▶ THE REQUEST:
Rewrite the entries in the stretch from the line containing "stone lintel is?" through the line containing "[275,538,282,577]", swapping "drainpipe" for "downspout" and leaving everything else unchanged.

------ ENTRIES SHOWN

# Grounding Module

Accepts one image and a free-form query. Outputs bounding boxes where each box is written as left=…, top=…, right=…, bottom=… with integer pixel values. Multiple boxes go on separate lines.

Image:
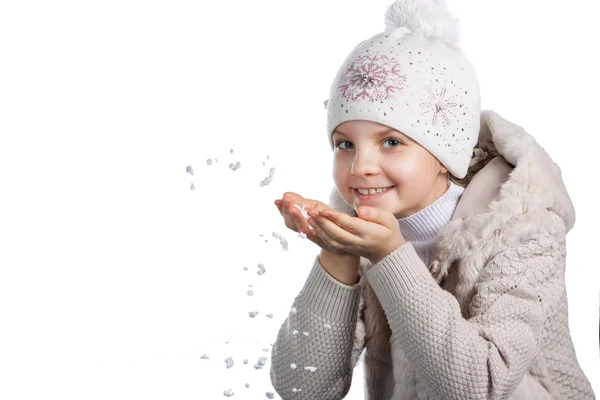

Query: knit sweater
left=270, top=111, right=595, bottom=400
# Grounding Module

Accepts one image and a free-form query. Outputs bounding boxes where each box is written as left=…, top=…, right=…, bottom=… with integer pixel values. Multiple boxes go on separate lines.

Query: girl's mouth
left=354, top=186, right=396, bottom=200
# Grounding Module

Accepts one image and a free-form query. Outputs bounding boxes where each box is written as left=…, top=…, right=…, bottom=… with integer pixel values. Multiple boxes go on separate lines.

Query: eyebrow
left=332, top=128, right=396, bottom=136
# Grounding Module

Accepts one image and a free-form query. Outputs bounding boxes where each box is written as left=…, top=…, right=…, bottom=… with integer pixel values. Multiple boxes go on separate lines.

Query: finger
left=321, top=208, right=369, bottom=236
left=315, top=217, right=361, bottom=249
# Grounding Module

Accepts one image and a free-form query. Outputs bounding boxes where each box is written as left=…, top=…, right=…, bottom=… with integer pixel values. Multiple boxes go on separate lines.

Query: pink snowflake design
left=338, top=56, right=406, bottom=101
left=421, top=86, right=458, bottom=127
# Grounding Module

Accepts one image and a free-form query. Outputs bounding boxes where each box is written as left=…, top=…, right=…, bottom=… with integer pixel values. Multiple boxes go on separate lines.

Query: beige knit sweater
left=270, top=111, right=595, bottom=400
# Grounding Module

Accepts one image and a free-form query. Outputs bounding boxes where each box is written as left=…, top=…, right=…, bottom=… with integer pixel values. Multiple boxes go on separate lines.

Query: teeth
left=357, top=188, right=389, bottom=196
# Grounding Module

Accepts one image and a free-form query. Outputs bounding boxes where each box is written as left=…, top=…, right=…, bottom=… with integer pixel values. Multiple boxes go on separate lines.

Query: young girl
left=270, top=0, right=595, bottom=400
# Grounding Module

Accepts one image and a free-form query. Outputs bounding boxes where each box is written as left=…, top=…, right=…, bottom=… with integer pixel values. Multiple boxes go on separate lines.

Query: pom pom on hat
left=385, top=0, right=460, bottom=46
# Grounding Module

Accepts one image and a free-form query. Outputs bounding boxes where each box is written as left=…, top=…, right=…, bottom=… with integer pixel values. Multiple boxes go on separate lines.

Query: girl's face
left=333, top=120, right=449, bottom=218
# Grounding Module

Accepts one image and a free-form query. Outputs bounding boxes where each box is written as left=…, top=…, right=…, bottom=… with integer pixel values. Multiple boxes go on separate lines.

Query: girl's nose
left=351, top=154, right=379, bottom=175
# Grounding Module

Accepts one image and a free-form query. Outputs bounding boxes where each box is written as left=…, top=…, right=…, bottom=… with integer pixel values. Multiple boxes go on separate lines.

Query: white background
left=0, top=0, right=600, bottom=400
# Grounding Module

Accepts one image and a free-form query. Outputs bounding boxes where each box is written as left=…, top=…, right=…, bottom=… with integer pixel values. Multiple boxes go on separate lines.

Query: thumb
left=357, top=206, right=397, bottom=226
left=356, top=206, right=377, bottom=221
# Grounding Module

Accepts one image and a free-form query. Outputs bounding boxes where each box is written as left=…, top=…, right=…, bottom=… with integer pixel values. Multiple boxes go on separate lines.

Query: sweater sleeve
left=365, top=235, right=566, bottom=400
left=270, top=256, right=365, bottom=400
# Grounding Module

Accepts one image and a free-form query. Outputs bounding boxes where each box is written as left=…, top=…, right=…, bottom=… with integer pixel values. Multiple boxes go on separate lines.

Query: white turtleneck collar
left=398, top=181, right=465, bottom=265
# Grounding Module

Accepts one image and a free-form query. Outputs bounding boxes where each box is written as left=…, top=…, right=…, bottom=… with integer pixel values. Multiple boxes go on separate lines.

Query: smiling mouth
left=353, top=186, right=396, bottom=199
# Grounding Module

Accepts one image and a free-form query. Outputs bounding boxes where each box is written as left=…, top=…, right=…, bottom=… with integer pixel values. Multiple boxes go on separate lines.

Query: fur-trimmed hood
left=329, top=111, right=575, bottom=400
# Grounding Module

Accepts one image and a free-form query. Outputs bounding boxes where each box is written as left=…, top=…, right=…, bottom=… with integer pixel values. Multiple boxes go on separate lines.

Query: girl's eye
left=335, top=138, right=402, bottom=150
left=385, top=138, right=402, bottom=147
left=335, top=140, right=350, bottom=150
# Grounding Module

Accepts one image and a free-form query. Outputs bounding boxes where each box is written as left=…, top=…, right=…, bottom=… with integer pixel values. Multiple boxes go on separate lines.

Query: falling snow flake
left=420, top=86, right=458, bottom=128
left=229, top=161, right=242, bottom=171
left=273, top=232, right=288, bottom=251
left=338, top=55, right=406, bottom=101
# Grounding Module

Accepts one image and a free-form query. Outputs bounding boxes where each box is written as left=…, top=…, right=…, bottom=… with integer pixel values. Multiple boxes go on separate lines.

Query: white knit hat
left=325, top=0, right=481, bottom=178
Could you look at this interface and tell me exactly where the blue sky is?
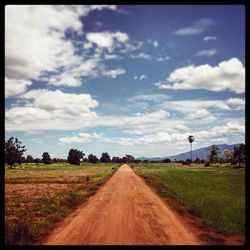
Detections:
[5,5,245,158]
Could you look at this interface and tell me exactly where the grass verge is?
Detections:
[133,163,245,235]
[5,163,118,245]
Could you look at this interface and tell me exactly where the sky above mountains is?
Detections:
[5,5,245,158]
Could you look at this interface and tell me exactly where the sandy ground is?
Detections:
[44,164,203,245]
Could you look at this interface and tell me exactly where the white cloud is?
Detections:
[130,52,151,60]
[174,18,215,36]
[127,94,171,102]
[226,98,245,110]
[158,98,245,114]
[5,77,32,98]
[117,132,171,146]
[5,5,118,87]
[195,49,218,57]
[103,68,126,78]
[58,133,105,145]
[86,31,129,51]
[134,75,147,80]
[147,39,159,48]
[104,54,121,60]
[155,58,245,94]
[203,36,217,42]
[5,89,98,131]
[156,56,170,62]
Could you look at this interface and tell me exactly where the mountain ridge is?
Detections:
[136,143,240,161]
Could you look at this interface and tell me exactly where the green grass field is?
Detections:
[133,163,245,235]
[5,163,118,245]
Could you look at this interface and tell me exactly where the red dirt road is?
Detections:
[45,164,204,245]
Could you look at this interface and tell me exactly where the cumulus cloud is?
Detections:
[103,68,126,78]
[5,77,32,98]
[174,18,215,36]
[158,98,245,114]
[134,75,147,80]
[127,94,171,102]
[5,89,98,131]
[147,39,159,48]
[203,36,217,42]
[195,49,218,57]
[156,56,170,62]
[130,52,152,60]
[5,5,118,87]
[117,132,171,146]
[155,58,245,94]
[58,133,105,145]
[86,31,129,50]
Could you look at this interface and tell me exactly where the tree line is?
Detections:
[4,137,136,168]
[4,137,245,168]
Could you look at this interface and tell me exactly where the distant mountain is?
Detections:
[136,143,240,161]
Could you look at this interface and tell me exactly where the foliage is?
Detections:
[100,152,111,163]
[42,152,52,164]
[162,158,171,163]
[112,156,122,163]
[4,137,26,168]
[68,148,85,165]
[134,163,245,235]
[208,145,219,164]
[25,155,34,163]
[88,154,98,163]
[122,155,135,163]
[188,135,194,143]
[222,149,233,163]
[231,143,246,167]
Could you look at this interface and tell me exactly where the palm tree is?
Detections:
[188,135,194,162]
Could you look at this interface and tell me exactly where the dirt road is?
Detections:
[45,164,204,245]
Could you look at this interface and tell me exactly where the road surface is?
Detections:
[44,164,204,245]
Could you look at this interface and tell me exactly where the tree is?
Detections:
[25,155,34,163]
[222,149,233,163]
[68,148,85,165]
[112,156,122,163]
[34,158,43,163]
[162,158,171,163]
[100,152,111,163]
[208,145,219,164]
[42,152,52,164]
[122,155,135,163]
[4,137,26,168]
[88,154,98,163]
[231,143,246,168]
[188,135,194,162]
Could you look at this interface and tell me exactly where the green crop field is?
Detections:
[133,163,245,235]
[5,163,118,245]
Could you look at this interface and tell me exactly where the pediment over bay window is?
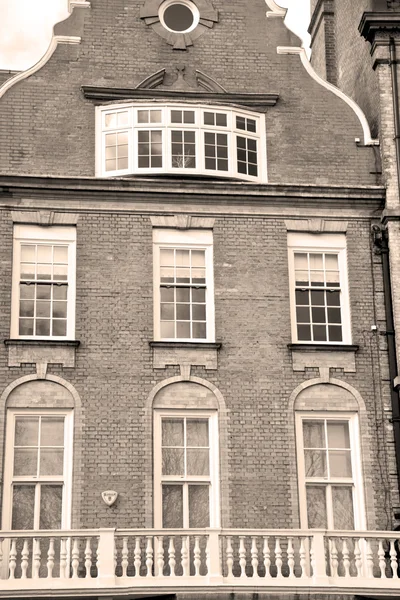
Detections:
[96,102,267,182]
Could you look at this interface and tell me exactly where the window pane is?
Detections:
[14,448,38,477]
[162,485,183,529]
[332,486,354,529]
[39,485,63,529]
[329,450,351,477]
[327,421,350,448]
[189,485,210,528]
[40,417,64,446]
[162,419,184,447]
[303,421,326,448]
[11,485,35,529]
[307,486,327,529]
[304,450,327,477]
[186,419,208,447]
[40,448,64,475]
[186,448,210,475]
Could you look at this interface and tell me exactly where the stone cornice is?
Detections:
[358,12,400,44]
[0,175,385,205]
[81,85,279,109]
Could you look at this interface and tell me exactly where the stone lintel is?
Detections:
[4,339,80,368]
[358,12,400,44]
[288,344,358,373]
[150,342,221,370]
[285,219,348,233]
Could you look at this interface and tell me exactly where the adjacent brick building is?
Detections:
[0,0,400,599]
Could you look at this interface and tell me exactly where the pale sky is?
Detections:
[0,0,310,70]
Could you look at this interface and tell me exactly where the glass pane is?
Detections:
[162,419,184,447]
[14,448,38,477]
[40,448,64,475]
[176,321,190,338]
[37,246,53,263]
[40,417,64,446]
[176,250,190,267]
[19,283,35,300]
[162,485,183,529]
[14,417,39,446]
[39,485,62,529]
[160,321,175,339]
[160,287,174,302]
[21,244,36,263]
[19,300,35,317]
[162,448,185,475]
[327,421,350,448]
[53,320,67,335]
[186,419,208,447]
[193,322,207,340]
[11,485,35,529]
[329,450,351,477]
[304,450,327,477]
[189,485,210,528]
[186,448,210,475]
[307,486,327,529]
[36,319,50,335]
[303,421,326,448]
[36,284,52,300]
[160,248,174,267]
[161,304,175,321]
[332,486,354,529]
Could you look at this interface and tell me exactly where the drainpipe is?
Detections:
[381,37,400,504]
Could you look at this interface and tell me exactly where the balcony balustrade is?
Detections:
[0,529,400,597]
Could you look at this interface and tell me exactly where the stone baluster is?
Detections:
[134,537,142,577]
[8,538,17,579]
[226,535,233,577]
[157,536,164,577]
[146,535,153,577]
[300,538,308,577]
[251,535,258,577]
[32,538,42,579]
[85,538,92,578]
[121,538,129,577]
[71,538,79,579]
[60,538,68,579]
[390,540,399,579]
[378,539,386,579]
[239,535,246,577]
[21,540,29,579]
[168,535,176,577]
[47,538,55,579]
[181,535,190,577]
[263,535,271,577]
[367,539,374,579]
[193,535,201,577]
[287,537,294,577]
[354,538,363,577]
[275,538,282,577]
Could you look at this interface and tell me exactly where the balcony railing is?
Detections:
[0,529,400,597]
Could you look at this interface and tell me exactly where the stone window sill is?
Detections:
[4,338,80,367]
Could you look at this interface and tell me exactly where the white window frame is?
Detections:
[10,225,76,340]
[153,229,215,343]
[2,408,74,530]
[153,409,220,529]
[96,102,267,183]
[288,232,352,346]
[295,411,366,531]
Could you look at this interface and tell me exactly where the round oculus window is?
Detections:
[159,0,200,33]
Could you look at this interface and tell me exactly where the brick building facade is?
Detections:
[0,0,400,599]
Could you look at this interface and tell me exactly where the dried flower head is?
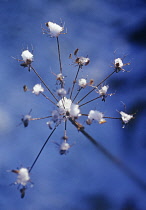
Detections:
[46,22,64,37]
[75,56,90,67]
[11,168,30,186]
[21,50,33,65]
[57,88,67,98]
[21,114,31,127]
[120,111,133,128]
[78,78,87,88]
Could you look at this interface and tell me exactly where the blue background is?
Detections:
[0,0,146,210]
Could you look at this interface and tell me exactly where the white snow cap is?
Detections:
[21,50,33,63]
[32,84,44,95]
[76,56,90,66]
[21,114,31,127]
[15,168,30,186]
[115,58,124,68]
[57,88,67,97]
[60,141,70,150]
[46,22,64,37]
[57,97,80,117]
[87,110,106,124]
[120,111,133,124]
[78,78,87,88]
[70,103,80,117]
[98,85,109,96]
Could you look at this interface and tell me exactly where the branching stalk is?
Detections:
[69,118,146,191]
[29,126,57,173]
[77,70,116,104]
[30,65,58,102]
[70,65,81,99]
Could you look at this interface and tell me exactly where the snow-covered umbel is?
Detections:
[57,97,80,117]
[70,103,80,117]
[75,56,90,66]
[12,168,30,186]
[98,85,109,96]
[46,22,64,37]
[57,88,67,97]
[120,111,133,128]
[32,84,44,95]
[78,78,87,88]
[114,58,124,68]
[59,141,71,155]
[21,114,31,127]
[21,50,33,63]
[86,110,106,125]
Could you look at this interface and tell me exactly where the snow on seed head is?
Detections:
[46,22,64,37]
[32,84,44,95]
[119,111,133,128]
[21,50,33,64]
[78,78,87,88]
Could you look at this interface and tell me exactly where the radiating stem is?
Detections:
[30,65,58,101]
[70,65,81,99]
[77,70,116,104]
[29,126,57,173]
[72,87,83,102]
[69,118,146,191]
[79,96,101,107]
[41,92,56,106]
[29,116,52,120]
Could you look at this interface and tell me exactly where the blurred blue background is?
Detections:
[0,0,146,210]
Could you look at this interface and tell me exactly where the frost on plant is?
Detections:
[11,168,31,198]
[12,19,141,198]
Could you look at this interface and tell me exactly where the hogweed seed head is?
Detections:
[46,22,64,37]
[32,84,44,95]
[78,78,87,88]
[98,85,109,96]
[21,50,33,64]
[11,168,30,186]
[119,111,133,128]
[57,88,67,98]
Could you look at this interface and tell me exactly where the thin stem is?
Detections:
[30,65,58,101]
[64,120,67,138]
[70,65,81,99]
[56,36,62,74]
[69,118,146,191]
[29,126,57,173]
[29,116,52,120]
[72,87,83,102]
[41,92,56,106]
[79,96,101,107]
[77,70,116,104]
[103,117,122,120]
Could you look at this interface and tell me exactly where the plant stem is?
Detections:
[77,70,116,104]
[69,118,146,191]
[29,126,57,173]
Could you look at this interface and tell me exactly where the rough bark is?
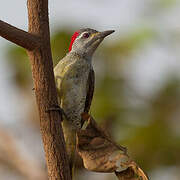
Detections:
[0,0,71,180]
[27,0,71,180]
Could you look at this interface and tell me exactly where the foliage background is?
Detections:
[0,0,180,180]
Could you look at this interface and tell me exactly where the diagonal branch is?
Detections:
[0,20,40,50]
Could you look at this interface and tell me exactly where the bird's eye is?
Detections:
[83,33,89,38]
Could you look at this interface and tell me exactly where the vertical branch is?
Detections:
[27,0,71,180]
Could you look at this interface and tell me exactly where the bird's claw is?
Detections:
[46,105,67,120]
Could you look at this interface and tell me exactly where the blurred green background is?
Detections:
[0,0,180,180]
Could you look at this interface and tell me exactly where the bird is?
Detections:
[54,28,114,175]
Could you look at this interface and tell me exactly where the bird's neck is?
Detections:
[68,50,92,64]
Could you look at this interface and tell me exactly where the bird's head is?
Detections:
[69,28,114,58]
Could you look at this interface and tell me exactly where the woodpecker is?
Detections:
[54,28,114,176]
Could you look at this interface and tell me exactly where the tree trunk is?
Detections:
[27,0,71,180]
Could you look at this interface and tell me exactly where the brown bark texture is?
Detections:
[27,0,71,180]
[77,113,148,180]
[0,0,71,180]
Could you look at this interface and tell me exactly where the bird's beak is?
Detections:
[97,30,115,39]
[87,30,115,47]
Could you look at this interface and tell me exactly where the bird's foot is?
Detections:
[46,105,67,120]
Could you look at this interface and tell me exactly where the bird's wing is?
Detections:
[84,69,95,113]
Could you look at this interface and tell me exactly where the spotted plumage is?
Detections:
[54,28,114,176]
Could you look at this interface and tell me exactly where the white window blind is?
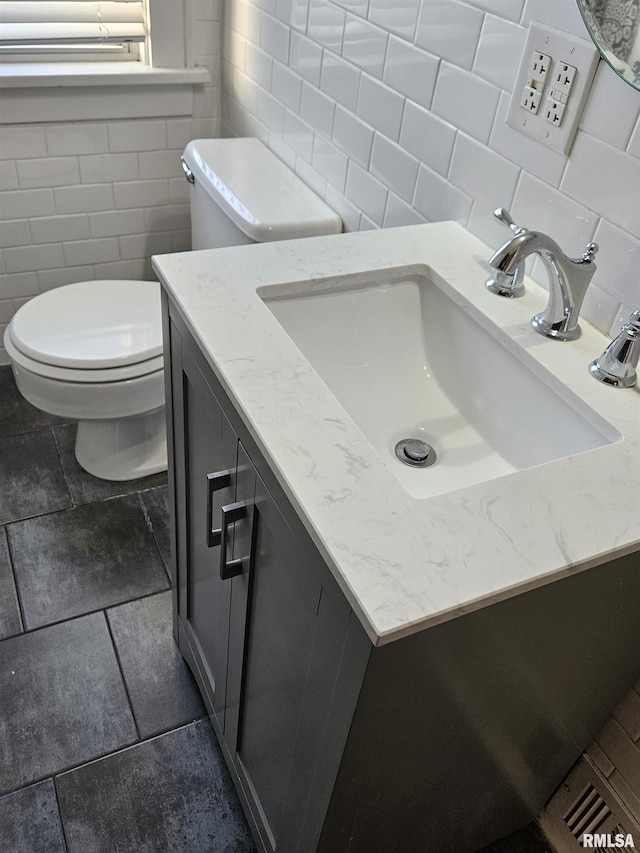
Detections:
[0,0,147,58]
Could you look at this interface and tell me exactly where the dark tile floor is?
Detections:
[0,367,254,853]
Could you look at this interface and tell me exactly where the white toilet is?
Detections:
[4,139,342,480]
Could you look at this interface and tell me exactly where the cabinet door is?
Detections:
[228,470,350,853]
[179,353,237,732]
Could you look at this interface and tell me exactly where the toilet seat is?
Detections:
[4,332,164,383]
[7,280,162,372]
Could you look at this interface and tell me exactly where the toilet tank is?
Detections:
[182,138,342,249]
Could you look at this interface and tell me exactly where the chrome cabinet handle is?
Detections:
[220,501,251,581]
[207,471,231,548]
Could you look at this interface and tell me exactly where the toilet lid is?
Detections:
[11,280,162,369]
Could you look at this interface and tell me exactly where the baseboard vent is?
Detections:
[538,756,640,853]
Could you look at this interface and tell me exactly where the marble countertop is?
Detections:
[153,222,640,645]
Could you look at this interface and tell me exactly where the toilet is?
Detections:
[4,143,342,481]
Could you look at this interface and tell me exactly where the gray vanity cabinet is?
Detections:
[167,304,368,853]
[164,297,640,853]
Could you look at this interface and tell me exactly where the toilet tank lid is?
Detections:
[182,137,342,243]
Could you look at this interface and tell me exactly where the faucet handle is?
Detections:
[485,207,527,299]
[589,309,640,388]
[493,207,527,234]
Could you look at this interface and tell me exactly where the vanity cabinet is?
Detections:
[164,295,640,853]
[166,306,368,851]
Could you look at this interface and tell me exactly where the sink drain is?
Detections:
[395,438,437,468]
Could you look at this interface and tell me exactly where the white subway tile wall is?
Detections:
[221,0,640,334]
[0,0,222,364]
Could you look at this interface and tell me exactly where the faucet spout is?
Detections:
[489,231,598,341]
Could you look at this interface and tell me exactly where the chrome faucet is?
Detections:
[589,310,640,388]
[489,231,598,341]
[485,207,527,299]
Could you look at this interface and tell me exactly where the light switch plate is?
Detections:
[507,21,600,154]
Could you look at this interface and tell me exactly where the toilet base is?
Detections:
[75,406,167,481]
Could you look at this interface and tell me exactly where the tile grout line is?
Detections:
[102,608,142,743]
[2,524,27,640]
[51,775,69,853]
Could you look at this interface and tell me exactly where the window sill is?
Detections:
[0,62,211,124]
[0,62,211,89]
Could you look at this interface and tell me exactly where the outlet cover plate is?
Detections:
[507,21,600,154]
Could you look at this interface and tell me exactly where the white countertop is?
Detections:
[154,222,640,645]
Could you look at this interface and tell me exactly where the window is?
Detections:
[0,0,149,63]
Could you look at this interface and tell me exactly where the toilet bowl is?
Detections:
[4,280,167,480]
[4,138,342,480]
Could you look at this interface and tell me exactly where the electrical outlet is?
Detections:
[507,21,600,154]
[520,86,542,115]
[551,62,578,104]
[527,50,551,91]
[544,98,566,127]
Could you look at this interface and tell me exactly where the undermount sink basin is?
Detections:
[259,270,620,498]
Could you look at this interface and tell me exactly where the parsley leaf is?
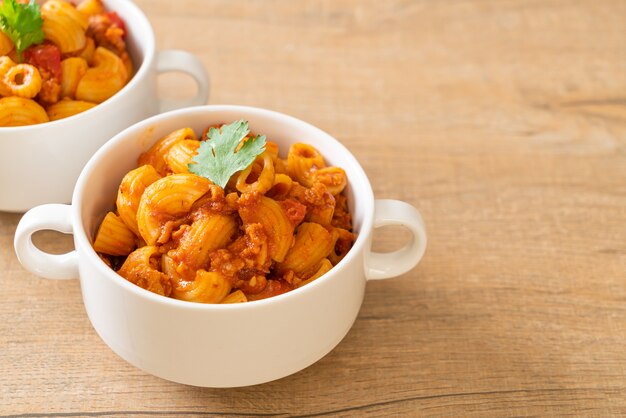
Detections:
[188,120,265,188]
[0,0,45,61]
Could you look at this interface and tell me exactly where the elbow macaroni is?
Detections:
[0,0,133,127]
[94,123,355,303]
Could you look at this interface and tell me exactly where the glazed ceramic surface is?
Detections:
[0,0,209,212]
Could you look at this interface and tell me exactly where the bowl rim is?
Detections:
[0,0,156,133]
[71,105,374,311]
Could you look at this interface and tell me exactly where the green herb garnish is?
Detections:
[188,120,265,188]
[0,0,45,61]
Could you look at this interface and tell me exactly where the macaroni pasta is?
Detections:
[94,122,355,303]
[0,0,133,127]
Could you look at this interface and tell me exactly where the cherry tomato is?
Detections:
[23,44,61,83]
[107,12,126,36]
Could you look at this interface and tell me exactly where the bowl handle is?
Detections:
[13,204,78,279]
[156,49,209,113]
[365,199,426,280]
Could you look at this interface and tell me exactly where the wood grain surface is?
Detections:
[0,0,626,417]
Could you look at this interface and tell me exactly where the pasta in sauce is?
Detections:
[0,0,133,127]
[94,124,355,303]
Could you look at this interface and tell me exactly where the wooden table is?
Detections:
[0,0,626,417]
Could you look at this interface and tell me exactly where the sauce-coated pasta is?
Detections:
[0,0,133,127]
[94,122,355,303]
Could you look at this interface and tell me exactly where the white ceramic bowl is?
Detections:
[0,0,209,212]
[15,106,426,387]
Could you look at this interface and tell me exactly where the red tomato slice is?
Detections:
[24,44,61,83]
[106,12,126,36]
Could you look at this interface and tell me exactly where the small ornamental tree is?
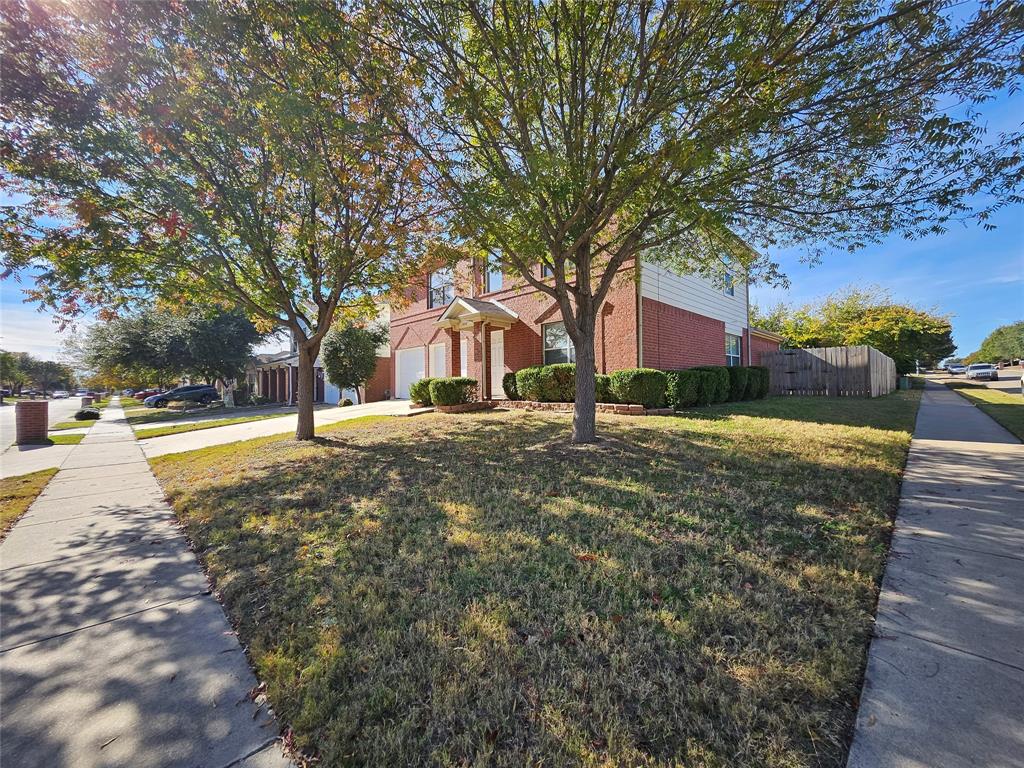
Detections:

------------

▶ THE OUTPUT:
Could you look at this interface and tell me exactly where the stone lintel is?
Detections:
[4,339,80,368]
[358,12,400,44]
[288,344,358,373]
[150,342,221,370]
[285,219,348,233]
Could you look at this interface and tell me exactly where the adjacent brick building is?
Detections:
[0,0,400,599]
Could you look at this interface and tell me exactly where the pale sky is?
Detections:
[0,0,310,70]
Could you look at this interface and tell me exactly where the glass pane is?
Detections:
[162,419,184,447]
[14,448,38,477]
[40,448,64,475]
[176,321,190,338]
[37,246,53,263]
[40,417,64,446]
[176,250,190,267]
[19,283,35,300]
[162,485,183,529]
[14,417,39,446]
[39,485,62,529]
[160,321,175,339]
[160,287,174,302]
[21,244,36,263]
[19,300,35,317]
[162,448,185,475]
[327,421,350,448]
[53,320,67,335]
[186,419,208,447]
[193,322,207,340]
[11,485,35,529]
[329,450,351,477]
[304,450,327,477]
[189,485,210,528]
[186,448,210,475]
[307,486,327,529]
[36,319,50,335]
[303,421,326,448]
[36,284,52,300]
[160,248,174,267]
[161,304,175,321]
[332,486,354,529]
Could you look at this interface and tell me exactly where the downspout is?
Detections:
[381,37,400,504]
Could you look at this interface and tell me exactly where the balcony balustrade is?
Detections:
[0,529,400,597]
Could you look at this interface and tell me exactly where the stone baluster is?
Detections:
[134,537,142,577]
[8,538,17,579]
[226,535,233,577]
[157,536,164,577]
[146,535,153,577]
[300,538,308,577]
[251,535,258,577]
[32,538,42,579]
[85,538,92,578]
[121,538,129,577]
[71,538,79,579]
[60,538,68,579]
[390,540,399,579]
[378,539,386,579]
[239,535,246,577]
[21,540,29,579]
[168,535,176,577]
[47,538,55,579]
[181,535,190,577]
[263,535,271,577]
[367,539,374,579]
[193,535,201,577]
[287,537,294,577]
[354,538,363,577]
[275,538,282,577]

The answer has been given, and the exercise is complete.